[Collected data]

===============

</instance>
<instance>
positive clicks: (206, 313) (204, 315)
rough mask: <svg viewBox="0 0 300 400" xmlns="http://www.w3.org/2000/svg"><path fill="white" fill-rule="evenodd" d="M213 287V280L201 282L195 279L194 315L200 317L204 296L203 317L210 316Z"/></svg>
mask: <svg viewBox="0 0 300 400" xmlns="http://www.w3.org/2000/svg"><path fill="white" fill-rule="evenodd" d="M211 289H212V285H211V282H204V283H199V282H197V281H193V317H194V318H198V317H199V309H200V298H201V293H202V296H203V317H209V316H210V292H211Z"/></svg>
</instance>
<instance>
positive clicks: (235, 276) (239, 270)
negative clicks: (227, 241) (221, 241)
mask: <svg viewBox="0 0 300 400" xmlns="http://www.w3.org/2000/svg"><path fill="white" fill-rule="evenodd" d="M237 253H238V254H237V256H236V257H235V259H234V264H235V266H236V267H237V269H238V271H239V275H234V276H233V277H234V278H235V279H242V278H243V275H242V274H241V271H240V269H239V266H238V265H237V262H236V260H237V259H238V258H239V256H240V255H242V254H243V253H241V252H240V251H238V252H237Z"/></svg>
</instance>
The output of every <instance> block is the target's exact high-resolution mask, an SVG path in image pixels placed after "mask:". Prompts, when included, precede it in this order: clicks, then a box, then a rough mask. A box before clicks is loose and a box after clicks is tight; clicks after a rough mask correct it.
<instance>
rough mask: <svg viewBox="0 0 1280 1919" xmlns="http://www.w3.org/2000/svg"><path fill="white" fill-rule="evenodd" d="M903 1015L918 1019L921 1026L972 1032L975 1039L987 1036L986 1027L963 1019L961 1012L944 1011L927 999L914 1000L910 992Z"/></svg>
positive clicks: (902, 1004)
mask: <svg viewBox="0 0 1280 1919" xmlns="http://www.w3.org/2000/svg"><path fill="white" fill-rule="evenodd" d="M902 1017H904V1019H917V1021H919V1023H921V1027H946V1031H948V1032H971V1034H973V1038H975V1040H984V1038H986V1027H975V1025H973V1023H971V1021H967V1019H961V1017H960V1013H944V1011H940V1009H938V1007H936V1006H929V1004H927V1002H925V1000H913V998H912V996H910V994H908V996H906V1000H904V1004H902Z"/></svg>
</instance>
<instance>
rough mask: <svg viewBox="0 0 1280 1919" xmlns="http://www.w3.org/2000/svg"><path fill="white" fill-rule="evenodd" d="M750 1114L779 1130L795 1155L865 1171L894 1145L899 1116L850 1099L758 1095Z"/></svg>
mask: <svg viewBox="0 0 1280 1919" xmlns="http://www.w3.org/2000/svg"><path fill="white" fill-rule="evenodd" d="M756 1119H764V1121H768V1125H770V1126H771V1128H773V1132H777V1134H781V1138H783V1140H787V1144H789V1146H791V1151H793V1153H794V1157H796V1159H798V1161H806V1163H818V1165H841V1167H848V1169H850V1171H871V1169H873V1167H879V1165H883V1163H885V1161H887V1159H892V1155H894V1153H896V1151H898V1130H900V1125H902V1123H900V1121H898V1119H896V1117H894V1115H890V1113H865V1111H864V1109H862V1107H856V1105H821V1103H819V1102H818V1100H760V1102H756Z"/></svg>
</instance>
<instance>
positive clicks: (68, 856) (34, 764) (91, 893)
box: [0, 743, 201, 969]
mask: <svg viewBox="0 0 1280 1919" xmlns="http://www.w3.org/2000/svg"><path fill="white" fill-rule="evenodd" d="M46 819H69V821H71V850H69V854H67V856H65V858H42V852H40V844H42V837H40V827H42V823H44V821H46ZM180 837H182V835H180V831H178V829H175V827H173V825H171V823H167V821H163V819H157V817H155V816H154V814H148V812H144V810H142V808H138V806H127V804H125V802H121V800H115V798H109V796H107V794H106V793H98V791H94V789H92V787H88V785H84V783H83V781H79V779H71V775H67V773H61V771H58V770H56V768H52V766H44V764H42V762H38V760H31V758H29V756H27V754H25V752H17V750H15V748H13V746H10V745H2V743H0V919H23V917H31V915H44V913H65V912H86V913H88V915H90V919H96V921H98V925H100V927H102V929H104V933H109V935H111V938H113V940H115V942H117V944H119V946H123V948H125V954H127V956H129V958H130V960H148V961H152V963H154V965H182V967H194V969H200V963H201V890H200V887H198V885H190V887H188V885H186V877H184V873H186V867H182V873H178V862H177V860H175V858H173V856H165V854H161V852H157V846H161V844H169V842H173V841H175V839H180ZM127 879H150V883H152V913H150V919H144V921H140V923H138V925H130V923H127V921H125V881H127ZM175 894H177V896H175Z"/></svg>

===============

▶ _EXERCISE DIRECTIONS_:
Up to and including the line that holds "positive clicks: (206, 313) (204, 315)", reproduce the records above exactly from their first line, and give nothing else.

▶ _RESULT OF THIS EXERCISE_:
</instance>
<instance>
positive clicks: (206, 313) (204, 315)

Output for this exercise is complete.